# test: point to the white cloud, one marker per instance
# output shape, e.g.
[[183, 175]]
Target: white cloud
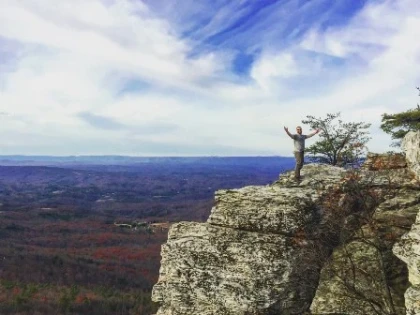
[[77, 58]]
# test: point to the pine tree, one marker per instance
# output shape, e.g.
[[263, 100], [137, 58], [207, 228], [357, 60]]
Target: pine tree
[[340, 142], [398, 125]]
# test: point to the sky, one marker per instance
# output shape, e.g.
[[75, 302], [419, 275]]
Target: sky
[[199, 77]]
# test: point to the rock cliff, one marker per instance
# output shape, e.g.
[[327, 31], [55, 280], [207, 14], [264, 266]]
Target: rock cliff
[[408, 248], [272, 249]]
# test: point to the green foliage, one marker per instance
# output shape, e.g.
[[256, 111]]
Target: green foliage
[[398, 125], [340, 142]]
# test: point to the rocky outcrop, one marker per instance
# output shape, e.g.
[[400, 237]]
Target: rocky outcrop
[[260, 251], [376, 161], [270, 249], [363, 276], [411, 147], [408, 248]]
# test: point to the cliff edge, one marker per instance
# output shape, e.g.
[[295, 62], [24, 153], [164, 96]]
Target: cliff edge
[[263, 248]]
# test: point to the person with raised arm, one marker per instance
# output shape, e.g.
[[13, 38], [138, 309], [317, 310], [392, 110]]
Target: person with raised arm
[[299, 147]]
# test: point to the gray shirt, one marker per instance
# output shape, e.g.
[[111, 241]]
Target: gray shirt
[[299, 142]]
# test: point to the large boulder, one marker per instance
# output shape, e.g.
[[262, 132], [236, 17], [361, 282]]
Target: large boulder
[[260, 252], [411, 147], [408, 250]]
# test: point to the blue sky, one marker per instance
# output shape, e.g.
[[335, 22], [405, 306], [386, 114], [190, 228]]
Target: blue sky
[[166, 77]]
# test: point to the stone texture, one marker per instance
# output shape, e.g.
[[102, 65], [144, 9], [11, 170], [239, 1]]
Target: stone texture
[[384, 161], [262, 249], [411, 147], [408, 250], [361, 269], [255, 255]]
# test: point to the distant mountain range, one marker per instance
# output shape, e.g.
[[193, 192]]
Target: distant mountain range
[[45, 160]]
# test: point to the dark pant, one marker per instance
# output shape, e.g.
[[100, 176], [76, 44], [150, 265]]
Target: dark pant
[[299, 163]]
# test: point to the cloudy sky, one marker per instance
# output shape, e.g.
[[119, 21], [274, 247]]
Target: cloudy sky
[[198, 77]]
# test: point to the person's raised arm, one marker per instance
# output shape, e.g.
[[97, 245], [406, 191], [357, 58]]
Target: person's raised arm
[[287, 131], [313, 133]]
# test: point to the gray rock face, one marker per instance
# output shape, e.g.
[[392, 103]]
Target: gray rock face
[[408, 250], [411, 147], [262, 249], [363, 276], [255, 255]]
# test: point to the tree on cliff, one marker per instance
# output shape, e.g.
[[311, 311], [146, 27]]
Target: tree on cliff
[[340, 142], [398, 125]]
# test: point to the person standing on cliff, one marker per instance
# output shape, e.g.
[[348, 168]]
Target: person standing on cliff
[[299, 143]]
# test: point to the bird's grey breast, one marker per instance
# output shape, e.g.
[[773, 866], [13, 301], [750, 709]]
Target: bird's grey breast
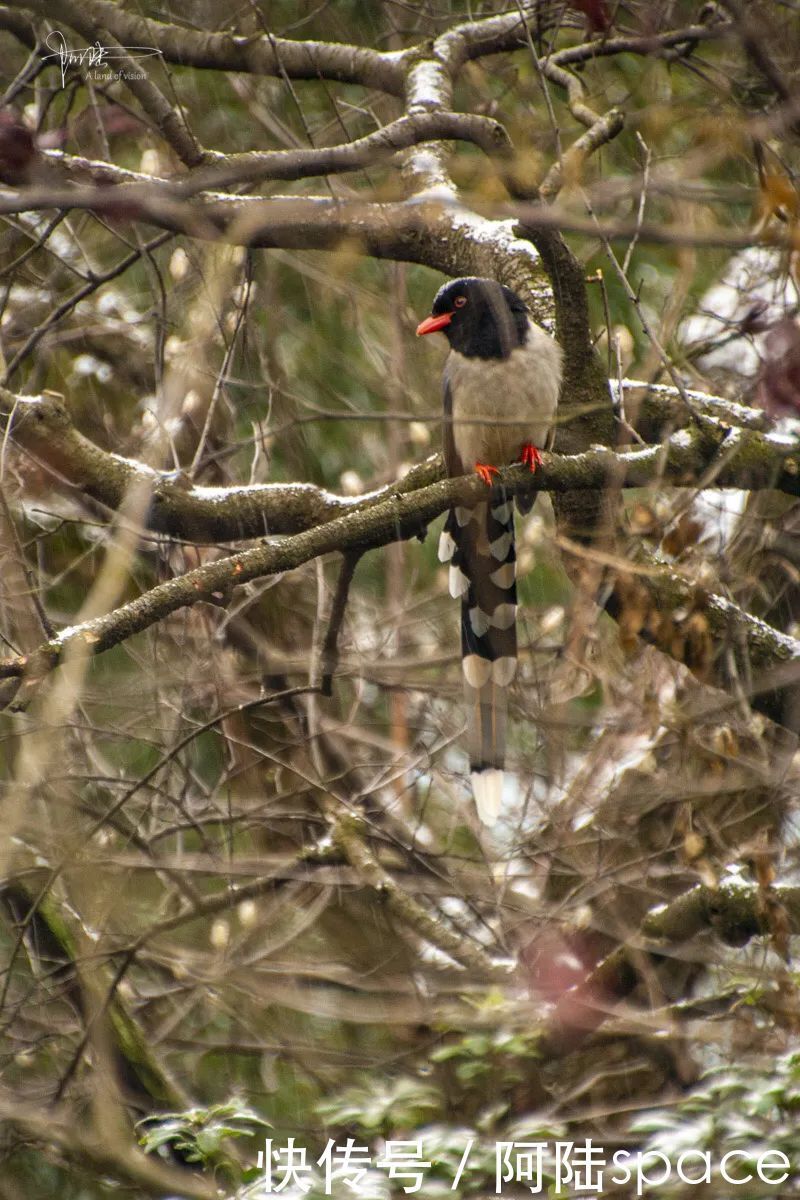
[[498, 405]]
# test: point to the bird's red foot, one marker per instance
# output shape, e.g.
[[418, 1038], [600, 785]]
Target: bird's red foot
[[486, 472], [530, 456]]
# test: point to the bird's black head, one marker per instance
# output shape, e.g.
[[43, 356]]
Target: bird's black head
[[480, 318]]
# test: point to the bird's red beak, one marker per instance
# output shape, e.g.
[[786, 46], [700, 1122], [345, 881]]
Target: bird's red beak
[[432, 324]]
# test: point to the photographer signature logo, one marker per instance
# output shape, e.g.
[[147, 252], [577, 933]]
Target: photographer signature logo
[[98, 59]]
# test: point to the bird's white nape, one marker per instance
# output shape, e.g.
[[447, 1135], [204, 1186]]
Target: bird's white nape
[[487, 790]]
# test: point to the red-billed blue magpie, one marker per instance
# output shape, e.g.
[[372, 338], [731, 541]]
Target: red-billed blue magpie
[[501, 385]]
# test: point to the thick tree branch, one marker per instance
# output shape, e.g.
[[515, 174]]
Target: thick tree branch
[[403, 515], [42, 425], [256, 55]]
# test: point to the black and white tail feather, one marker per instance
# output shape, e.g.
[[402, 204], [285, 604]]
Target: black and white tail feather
[[479, 544]]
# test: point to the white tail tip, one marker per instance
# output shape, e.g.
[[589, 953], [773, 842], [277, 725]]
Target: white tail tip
[[487, 790]]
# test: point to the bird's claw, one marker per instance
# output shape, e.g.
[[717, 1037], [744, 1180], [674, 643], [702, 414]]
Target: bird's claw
[[531, 456], [485, 472]]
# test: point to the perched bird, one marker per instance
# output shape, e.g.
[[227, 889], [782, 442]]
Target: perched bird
[[501, 385]]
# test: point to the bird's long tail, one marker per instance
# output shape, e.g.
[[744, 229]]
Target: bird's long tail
[[480, 546]]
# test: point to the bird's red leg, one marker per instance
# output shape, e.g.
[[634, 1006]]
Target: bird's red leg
[[486, 472], [530, 456]]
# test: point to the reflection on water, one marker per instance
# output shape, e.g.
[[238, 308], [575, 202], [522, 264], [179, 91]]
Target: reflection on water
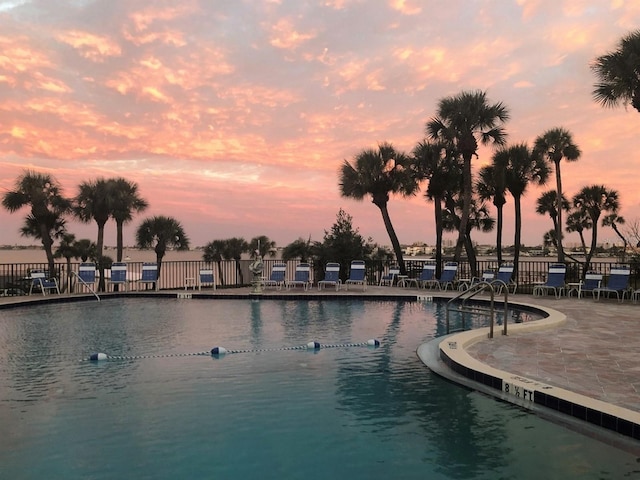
[[354, 412]]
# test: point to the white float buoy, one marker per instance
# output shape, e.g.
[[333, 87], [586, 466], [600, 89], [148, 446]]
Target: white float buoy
[[218, 351]]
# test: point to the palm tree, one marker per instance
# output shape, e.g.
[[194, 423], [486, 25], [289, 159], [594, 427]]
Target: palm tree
[[613, 220], [546, 205], [593, 200], [161, 232], [554, 145], [43, 194], [442, 169], [213, 253], [300, 248], [125, 201], [233, 250], [618, 74], [578, 221], [522, 168], [263, 245], [95, 202], [380, 173], [491, 186], [461, 121]]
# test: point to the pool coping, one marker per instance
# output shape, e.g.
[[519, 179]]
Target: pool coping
[[447, 357]]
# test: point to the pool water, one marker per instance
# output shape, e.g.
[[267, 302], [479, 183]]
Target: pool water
[[272, 412]]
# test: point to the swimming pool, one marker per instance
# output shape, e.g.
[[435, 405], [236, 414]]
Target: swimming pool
[[345, 412]]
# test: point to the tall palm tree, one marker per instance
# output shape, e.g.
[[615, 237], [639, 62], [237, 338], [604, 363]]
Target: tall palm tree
[[491, 186], [461, 121], [618, 74], [95, 201], [546, 205], [233, 250], [125, 201], [613, 220], [43, 195], [380, 173], [578, 221], [264, 245], [213, 253], [595, 200], [522, 168], [553, 146], [161, 232], [442, 169]]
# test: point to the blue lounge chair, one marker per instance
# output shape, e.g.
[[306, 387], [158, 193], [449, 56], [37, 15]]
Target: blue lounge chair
[[448, 276], [592, 280], [87, 275], [277, 277], [618, 283], [390, 278], [149, 275], [302, 277], [357, 275], [205, 277], [504, 277], [427, 276], [331, 276], [118, 275], [41, 280], [555, 281]]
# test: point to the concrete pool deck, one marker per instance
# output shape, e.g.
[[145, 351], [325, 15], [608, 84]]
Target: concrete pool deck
[[593, 353]]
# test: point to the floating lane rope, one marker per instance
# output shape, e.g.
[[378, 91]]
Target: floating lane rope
[[218, 352]]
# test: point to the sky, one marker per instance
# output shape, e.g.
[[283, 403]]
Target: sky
[[234, 117]]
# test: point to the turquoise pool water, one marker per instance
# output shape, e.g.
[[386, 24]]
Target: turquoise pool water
[[353, 412]]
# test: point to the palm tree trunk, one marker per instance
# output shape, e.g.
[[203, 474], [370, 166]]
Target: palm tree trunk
[[393, 237], [559, 213], [466, 205], [439, 231], [517, 236], [119, 240]]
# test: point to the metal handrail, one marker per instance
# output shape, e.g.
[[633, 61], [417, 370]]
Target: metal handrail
[[463, 297], [86, 284]]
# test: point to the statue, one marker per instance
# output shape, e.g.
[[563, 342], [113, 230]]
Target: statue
[[256, 267]]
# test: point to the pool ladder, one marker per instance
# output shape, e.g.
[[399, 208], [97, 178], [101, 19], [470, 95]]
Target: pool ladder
[[90, 287], [461, 304]]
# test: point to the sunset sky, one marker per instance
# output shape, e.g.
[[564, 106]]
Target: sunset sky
[[235, 116]]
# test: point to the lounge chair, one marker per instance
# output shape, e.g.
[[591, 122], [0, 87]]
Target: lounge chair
[[357, 275], [41, 280], [149, 275], [504, 277], [448, 276], [118, 275], [427, 276], [331, 276], [205, 277], [302, 277], [618, 283], [277, 277], [87, 275], [592, 280], [390, 278], [487, 276], [555, 281]]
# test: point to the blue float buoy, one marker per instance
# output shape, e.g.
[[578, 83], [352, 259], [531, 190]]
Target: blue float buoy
[[218, 351]]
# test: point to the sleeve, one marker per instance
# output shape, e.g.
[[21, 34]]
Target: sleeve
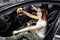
[[43, 23]]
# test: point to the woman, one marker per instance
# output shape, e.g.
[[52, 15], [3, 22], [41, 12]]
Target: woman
[[40, 26]]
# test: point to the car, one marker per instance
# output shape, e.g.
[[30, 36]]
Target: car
[[9, 21]]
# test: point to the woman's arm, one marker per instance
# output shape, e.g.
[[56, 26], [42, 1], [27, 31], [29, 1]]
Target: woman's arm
[[29, 28], [34, 7], [30, 15]]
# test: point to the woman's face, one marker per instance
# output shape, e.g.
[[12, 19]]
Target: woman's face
[[39, 13]]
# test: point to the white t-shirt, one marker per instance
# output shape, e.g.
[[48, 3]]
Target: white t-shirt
[[41, 32]]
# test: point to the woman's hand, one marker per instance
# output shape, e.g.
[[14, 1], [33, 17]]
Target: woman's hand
[[19, 10], [15, 32]]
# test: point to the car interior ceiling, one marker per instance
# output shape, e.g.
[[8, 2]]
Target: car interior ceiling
[[52, 15]]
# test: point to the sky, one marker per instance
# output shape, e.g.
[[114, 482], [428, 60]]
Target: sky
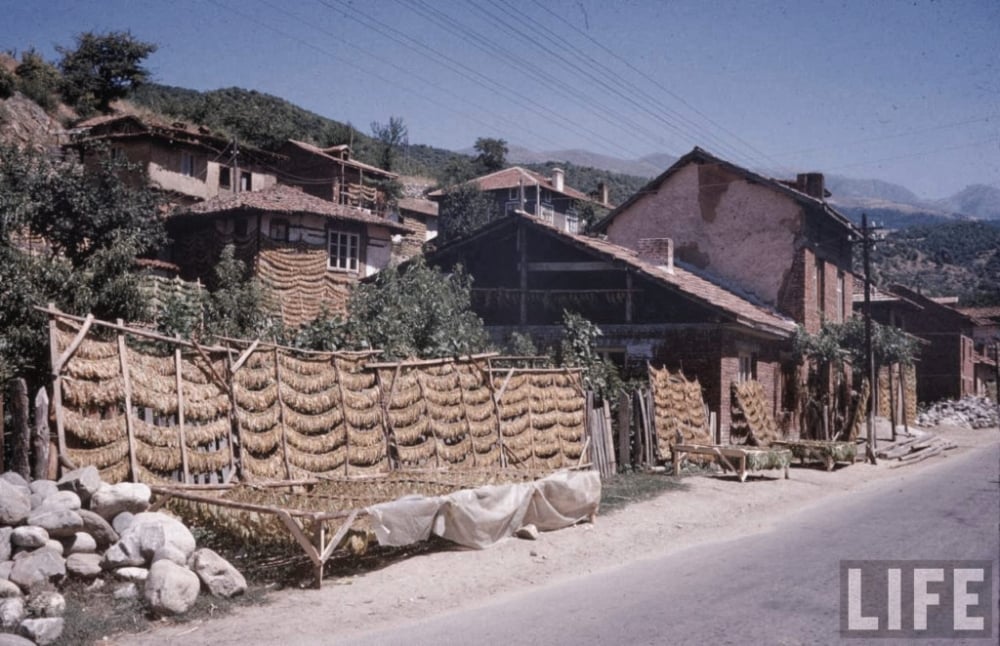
[[902, 91]]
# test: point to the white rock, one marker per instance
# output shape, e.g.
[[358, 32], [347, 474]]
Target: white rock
[[12, 612], [42, 631], [84, 566], [47, 603], [219, 576], [15, 503], [29, 536], [132, 574], [40, 566], [170, 588], [111, 500]]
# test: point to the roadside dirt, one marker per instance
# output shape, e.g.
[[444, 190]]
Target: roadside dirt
[[711, 509]]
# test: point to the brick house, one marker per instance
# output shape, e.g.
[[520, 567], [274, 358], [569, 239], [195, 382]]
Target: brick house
[[549, 198], [946, 366], [305, 250], [779, 240], [187, 163], [650, 308]]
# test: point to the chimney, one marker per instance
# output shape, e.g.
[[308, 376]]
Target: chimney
[[557, 179], [657, 251], [812, 184]]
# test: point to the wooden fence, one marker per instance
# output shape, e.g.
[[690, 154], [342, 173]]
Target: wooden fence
[[144, 407]]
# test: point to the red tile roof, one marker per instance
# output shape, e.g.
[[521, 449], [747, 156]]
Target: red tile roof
[[514, 176], [288, 199]]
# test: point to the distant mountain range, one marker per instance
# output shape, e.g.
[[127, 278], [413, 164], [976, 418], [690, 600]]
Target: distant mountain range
[[891, 205]]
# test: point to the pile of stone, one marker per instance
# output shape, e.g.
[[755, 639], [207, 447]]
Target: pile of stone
[[81, 527], [971, 412]]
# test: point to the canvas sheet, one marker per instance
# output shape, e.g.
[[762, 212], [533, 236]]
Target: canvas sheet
[[480, 517]]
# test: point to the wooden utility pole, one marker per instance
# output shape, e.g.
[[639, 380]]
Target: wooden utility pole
[[869, 356]]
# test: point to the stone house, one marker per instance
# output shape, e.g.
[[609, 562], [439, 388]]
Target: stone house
[[778, 240], [649, 307], [549, 198]]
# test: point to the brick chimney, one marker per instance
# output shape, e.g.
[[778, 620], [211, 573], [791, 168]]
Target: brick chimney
[[657, 251], [558, 179], [812, 184]]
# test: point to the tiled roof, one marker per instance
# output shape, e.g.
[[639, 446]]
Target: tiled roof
[[327, 153], [288, 199], [682, 279], [418, 205], [700, 155], [514, 176]]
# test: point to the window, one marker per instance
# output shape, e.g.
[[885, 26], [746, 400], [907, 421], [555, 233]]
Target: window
[[187, 164], [344, 251], [279, 230]]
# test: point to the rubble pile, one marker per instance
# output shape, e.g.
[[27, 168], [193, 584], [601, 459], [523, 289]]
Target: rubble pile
[[971, 412], [83, 528]]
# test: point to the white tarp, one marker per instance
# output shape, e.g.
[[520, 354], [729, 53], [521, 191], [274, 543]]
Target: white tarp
[[480, 517]]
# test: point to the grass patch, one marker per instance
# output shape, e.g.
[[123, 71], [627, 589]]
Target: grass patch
[[619, 491]]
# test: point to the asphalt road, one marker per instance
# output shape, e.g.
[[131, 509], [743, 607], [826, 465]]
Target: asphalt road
[[780, 587]]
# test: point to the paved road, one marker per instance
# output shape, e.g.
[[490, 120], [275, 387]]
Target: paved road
[[781, 587]]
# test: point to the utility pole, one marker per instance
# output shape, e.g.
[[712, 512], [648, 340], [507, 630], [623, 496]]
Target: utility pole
[[869, 356]]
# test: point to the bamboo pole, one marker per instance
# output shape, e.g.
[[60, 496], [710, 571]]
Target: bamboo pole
[[178, 383], [129, 422]]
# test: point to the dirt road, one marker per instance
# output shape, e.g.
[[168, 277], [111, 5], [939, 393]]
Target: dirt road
[[711, 509]]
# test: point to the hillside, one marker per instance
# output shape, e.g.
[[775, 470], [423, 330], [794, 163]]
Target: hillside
[[953, 259]]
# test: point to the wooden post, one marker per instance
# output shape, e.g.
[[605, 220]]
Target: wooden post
[[181, 435], [624, 428], [21, 435], [40, 437], [129, 424]]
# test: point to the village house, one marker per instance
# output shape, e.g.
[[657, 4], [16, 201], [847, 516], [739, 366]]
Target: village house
[[649, 307], [778, 240], [187, 163], [548, 198], [306, 251], [946, 366]]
------------
## PROBLEM TO SOLVE
Through the line containing "[[263, 100], [137, 58], [207, 228], [357, 60]]" and no further, restate the data above word for word from its first line, leaving out pictures.

## RESULT OF THIS TASK
# test: point to the white cloud, one marker per instance
# output shape, e.g.
[[183, 175]]
Target: white cloud
[[77, 58]]
# test: point to the pine tree, one marker per instance
# output shape, e.g.
[[263, 100], [137, 58], [207, 228], [357, 60]]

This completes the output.